> EXERCISE GOAL
Retype every line of the material below without changing any characters, spacing, or line breaks.

> PROVIDED INFORMATION
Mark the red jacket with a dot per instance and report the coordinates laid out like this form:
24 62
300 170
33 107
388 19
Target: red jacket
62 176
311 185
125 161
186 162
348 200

> IN RESPONSE
Mark the red jacket with a dot per instance and report the coordinates laid out like this form:
24 62
300 170
33 107
388 19
Target: red jacket
62 176
311 185
125 161
186 162
348 200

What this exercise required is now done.